#### What you will do:
Every line in the records below that holds "wooden" must be identified and copied.

#### Entries supplied:

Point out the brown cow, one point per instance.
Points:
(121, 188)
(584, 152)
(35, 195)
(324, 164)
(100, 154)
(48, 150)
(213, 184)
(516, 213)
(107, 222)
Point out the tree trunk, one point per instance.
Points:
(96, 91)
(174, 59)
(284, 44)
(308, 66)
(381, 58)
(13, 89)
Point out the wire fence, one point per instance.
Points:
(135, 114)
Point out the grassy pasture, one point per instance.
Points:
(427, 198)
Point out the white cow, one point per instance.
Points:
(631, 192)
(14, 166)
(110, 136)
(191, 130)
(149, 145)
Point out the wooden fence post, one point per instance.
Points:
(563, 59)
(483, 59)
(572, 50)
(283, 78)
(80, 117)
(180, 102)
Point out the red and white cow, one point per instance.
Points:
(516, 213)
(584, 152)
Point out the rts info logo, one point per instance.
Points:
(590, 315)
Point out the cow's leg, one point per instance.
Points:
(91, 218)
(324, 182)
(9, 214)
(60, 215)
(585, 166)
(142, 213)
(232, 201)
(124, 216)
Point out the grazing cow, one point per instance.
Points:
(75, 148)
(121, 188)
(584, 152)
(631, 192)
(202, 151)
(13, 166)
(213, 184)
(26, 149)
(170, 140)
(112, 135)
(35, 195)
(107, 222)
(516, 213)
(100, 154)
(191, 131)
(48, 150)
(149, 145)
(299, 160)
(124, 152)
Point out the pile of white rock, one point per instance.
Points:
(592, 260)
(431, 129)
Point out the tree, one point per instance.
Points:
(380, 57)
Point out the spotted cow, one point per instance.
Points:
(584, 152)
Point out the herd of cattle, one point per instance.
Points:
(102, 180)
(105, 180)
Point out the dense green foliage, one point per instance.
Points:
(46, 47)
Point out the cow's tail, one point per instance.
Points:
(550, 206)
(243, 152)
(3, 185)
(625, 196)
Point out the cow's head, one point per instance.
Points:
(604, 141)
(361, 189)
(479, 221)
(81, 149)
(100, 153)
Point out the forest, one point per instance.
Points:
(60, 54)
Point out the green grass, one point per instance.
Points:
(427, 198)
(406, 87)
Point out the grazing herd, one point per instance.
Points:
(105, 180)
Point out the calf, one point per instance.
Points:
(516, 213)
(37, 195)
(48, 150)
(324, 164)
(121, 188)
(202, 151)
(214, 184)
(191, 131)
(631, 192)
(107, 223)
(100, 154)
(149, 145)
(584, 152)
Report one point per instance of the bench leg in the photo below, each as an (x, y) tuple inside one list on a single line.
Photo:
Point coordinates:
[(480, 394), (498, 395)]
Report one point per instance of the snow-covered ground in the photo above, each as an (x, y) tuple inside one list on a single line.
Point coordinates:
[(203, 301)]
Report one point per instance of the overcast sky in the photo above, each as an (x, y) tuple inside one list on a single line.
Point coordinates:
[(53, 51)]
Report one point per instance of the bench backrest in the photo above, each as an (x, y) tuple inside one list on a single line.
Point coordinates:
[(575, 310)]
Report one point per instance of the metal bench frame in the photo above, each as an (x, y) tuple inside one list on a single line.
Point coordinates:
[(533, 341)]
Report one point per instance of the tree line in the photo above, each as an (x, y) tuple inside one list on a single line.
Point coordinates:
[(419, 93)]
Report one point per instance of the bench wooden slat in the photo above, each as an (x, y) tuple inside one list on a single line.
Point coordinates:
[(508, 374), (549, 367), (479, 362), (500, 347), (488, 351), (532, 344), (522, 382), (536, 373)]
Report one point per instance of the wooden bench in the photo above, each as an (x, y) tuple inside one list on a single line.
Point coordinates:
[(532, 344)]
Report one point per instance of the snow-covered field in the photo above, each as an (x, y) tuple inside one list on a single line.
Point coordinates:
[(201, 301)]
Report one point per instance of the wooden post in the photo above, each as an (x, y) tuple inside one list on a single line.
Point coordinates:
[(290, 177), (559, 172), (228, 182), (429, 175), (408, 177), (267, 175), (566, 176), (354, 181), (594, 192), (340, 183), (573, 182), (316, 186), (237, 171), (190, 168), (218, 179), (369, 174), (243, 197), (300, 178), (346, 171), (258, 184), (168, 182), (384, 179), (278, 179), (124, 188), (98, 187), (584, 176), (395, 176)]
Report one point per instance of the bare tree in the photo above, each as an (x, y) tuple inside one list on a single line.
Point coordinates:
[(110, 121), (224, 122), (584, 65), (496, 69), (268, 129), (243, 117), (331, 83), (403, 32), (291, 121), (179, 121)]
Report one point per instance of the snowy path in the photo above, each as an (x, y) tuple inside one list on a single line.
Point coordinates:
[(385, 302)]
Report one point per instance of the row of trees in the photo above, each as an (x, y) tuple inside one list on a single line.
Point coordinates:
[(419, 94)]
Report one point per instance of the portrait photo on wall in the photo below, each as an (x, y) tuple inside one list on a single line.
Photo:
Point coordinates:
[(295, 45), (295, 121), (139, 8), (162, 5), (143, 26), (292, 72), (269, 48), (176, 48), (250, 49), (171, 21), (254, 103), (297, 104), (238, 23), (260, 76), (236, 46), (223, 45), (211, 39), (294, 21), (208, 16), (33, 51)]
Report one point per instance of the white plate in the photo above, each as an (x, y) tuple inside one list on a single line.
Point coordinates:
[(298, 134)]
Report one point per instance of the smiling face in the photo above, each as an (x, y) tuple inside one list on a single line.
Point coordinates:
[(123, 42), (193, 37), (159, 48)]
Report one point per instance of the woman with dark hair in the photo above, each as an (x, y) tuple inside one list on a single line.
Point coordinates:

#### Exercise solution:
Point out the wooden fence post, one point per instance.
Report one point per instance of the bench wooden slat in the photo above, each as an (x, y) tuple inside one list on a single line.
Report one point per instance of the wooden bench in the photo above, each as an (x, y) tuple inside one list on a single line.
Report one point per instance of the wooden post in the photo above, each as an (x, y) tuple inside one list on a single line.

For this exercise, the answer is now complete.